REQUIRED ACTION: Output the records, every one, exactly as given.

SUPPLIED RECORDS:
+++

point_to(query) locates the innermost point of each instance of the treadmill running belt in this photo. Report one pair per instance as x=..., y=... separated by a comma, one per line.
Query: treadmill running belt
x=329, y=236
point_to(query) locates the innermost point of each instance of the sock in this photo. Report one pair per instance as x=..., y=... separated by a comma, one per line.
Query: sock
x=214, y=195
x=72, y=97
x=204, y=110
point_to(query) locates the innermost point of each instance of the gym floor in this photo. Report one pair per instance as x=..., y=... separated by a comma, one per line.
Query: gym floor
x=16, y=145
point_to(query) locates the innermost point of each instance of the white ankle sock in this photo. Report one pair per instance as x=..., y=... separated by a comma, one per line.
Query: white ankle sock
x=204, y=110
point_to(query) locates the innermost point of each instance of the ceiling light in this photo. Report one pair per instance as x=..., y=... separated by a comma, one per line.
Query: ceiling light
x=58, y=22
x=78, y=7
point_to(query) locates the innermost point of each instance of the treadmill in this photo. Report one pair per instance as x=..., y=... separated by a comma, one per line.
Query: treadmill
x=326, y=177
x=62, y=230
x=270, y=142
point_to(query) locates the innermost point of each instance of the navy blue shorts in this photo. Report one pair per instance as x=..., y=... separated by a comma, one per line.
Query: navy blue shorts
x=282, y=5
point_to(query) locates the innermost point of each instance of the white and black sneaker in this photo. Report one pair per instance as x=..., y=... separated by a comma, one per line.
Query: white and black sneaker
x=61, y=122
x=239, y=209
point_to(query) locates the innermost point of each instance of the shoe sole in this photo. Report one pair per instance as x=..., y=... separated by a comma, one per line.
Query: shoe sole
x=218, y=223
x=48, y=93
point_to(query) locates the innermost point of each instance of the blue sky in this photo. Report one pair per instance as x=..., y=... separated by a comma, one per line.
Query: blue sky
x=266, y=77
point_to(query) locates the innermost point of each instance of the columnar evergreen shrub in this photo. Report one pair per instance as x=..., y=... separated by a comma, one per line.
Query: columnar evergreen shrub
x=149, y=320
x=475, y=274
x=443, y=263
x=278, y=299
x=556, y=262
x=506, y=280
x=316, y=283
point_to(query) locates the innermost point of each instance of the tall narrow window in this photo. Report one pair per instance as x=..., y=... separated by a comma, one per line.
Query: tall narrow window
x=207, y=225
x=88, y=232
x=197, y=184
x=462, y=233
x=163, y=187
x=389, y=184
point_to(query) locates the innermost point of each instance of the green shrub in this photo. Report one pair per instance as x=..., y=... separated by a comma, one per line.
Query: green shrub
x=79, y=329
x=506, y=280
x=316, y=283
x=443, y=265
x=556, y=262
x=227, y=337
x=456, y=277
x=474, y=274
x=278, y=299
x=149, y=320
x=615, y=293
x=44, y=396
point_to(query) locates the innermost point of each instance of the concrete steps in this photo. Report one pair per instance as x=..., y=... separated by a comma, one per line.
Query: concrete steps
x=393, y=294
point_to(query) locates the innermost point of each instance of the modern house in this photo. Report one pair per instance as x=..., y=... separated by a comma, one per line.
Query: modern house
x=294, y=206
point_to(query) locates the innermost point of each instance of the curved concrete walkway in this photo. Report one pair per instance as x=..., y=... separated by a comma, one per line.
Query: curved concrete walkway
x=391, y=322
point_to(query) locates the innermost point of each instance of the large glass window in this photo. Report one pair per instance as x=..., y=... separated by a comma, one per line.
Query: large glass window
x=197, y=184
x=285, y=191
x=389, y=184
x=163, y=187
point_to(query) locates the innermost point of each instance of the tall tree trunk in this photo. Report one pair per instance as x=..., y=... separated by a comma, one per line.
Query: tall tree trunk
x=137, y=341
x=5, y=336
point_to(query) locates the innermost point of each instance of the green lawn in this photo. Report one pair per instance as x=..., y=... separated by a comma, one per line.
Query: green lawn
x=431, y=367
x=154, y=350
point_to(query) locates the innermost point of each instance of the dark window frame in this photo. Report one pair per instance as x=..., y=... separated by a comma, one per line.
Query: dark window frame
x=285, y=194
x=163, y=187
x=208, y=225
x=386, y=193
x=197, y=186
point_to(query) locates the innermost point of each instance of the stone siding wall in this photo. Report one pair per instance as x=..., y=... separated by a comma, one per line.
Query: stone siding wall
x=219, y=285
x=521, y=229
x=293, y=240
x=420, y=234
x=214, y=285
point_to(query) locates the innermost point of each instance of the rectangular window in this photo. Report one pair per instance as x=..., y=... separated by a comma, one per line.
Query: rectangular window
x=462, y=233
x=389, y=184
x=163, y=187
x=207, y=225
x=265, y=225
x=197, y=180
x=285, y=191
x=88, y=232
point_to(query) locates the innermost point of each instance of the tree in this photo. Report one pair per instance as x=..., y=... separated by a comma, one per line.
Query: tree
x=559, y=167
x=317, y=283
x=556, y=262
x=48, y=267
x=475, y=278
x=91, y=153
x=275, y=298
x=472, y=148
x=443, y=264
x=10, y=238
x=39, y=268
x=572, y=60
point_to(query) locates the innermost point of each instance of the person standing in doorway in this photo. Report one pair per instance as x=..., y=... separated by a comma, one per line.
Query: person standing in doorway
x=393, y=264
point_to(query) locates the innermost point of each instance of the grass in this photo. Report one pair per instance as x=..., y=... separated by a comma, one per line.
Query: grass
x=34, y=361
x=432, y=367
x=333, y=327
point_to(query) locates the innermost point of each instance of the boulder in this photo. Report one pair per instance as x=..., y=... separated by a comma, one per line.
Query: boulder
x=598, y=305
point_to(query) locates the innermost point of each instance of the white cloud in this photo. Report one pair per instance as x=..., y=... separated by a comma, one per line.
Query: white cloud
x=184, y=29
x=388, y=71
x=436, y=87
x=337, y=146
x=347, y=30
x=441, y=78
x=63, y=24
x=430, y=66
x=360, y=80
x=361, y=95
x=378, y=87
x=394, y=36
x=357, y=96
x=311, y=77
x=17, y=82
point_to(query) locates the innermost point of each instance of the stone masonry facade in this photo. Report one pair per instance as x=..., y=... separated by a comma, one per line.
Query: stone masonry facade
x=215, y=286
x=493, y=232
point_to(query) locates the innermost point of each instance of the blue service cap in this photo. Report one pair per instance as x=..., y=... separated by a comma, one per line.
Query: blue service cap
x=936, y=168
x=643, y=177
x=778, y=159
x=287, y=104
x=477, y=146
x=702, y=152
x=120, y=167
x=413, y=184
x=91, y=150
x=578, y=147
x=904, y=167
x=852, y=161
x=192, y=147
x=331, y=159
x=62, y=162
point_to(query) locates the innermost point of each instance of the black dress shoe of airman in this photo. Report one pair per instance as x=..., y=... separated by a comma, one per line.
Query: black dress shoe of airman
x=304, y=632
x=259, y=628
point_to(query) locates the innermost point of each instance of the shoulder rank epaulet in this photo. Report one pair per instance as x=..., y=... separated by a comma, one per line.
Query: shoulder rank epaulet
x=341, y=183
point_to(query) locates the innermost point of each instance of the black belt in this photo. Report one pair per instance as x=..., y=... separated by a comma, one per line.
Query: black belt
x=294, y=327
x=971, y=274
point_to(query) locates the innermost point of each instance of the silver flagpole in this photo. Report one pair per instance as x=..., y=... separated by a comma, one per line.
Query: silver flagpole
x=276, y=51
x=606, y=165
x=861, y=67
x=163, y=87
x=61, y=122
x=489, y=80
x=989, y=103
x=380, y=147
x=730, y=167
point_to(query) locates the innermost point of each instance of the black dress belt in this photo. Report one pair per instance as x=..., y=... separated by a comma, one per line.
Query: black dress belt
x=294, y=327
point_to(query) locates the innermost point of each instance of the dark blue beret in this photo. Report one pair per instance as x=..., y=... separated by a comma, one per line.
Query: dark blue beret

+++

RESPONSE FOR THIS EXERCISE:
point_to(query) locates the innermost point of each instance of the treadmill running belt in this photo. Report one pair per instance as x=..., y=... separated by a comma, one per line.
Query: treadmill running belt
x=329, y=236
point_to(query) locates the innermost point of each instance of the sock in this photo. Report one pair per instance as x=..., y=... separated by a comma, one per line.
Query: sock
x=214, y=195
x=72, y=97
x=204, y=110
point_to(query) locates the innermost point of each instance of the gym floor in this photo. Report one pair per instance as x=..., y=... separated by a comma, one per line.
Query: gym floor
x=16, y=145
point_to(query) locates the innermost point of each instance of the white ankle sock in this photo. Report one pair per instance as x=..., y=... separated by a comma, one per line.
Query: white ankle sock
x=204, y=110
point_to(query) locates the innermost point of each instance of the ceiling light in this photo. Report one pair per instance as x=..., y=... separated by a comma, one per line.
Query: ceiling light
x=58, y=22
x=78, y=7
point_to(query) locates the innermost point of each instance of the treadmill in this photo. Report one pair per instance as x=..., y=... separated by a comma, one per line.
Query: treadmill
x=326, y=177
x=62, y=230
x=270, y=142
point_to(query) locates the innermost point of each instance of the navy blue shorts in this photo. Report one pair per instance as x=..., y=... separated by a comma, one per line.
Query: navy blue shorts
x=282, y=5
point_to(query) locates the innermost point of each instance of the white and black sneaker in this photo. Report one pair per instance as x=..., y=... separated by a comma, one per line.
Query: white and black sneaker
x=61, y=122
x=239, y=209
point_to(query) locates the innermost point of each instance of the shoe sole in this photo. Report one pair per instance as x=..., y=... separated by a comma, one per line.
Query: shoe sole
x=218, y=223
x=48, y=93
point_to(query) locates the innermost point of each instance of the blue sky in this photo. Report one pair per instance as x=..., y=... separated by a comma, one per line.
Query: blue sky
x=266, y=77
point_to(query) locates the innermost point of each instance of the columnar evergreen shrub in this photo. Report one pair per instance as x=..., y=... separated by a comma, one per line.
Query: columnar evergreen shrub
x=149, y=320
x=475, y=274
x=443, y=263
x=278, y=299
x=556, y=262
x=506, y=280
x=316, y=283
point_to(query) locates the innermost point of each instance of the tall narrow window in this photo. Report one pair per instance as x=..., y=... separated by a comma, one per line.
Query: tall narrow window
x=207, y=225
x=88, y=232
x=197, y=184
x=462, y=233
x=163, y=187
x=389, y=184
point_to(query) locates the innermost point of each instance of the green shrub in this photo. Report one pair per instance as x=..., y=... separated by a comma, one per line.
Query: green shrub
x=79, y=329
x=506, y=280
x=316, y=283
x=443, y=265
x=556, y=262
x=227, y=337
x=456, y=277
x=474, y=274
x=278, y=299
x=149, y=320
x=615, y=293
x=44, y=396
point_to(query) locates the innermost point of each instance of the concrete steps in this photo. Report one pair per instance as x=..., y=... separated by a comma, one per line.
Query: concrete steps
x=393, y=294
point_to(query) locates the innermost point of each instance of the modern house in this photo. Report one pair per instance as x=..., y=... separated by a comma, one per line.
Query: modern house
x=294, y=206
point_to(query) locates the innermost point of each instance of the curved concrete walkway in this photo. Report one pair per instance as x=..., y=... separated by a comma, one per line.
Query: curved concrete walkway
x=391, y=322
point_to(query) locates the innermost point of each instance of the large glass window in this photo. Report one pair per instance as x=..., y=... separated by a comma, one per line.
Query: large glass window
x=197, y=184
x=285, y=191
x=389, y=184
x=163, y=187
point_to(query) locates the innermost point of each instance of the tall tree trunk in this photo. Report one pair per instance as x=..., y=... separated by a comma, one per line.
Query: tall tree trunk
x=137, y=341
x=5, y=336
point_to(query) locates the innermost point of each instance of the green lawn in this photo. Report one pair per instance as x=..., y=... separated by a comma, one per line.
Query: green lawn
x=431, y=367
x=154, y=350
point_to(query) locates the innermost point of each instance of the dark window frame in this photo. Report one pair per instance as x=..., y=... separated by a comma, one per line.
Query: dark window frame
x=285, y=194
x=163, y=187
x=208, y=225
x=386, y=193
x=197, y=186
point_to(query) locates the innermost point of each instance of the stone siding wall in this photo. Report one pair per instance as x=..., y=... separated by a comma, one per line.
Query: stone siding wall
x=219, y=285
x=521, y=229
x=293, y=240
x=420, y=234
x=214, y=285
point_to(query) locates the innermost point of each instance of the rectangular window in this photo. Report one pair per instance as x=..., y=... separated by a comma, one per line.
Query: rectangular window
x=462, y=233
x=389, y=184
x=163, y=187
x=207, y=225
x=265, y=225
x=197, y=180
x=285, y=191
x=88, y=232
point_to(query) locates the innermost point of each instance of the tree in this photo. Report one pair per instance as x=..., y=... separated by a comma, one per line.
Query: tree
x=559, y=167
x=317, y=283
x=556, y=262
x=48, y=267
x=475, y=278
x=91, y=153
x=275, y=298
x=472, y=148
x=443, y=264
x=10, y=238
x=39, y=268
x=572, y=60
point_to(query) locates the innermost point of each instance of the person standing in doorway in this photo. Report one pair per instance as x=..., y=... separated by a comma, one per line.
Query: person standing in doorway
x=393, y=264
point_to(query) locates the innermost point of each instance of the grass in this photo. Report one pair per instance as x=..., y=... separated by a comma, one per line.
Query: grass
x=34, y=361
x=432, y=367
x=333, y=327
point_to(query) locates the innermost point of each instance of the boulder in this photo. Report one pair per instance as x=..., y=... separated by a comma, one per line.
Query: boulder
x=598, y=305
point_to(query) locates the innermost point of each instance of the white cloud in this photo. Report one pair per instance as x=..., y=... separated by a comma, one per line.
Query: white cloud
x=184, y=29
x=388, y=71
x=436, y=87
x=337, y=146
x=347, y=30
x=441, y=78
x=63, y=24
x=430, y=66
x=360, y=80
x=361, y=95
x=378, y=87
x=394, y=36
x=357, y=96
x=311, y=77
x=17, y=82
point_to(query) locates the innermost point of each instance of the stone masonry facade in this photo. Report one pair per instance as x=..., y=... separated by a comma, one per line.
Query: stone masonry facade
x=215, y=286
x=493, y=232
point_to(query) locates the innermost point of each instance of the blue service cap in this photo. Report one pair per instance as x=..., y=... separated by a comma, one per line.
Query: blue service cap
x=936, y=168
x=643, y=177
x=778, y=159
x=287, y=104
x=477, y=146
x=702, y=152
x=120, y=167
x=413, y=184
x=91, y=150
x=578, y=147
x=904, y=167
x=852, y=161
x=192, y=147
x=331, y=159
x=62, y=162
point_to(query) locates the innermost point of each instance of the black dress shoe of airman in this photo. Report one pair per instance as x=..., y=... separated by a comma, one per line.
Query: black dress shoe of airman
x=304, y=632
x=259, y=628
point_to(query) locates the innermost point of each instance of the shoulder rank epaulet in this photo. Report one pair per instance as x=..., y=... separated by a comma, one per line.
Query: shoulder rank epaulet
x=341, y=183
point_to(query) locates the innermost point of each instance of the black belt in this photo. Report one pair per instance as x=..., y=... separated by a comma, one per line.
Query: black belt
x=294, y=327
x=971, y=274
point_to(query) locates the innermost point of each instance of the silver flagpole in this photo. Report one pair per instance as x=..., y=... separated by a comma, one per line.
Query: silver flagpole
x=276, y=51
x=606, y=165
x=861, y=67
x=163, y=87
x=61, y=122
x=489, y=80
x=989, y=103
x=380, y=147
x=730, y=167
point_to(query) locates the innermost point of each instance of the black dress belt in this photo. Report one pair per instance as x=..., y=... separated by a comma, one per line.
Query: black dress belt
x=294, y=327
point_to(query) locates the innermost point of each instance of the dark blue beret in this photo. Report one pair per instance as x=..., y=... separated by a comma, one per line.
Query: dark blue beret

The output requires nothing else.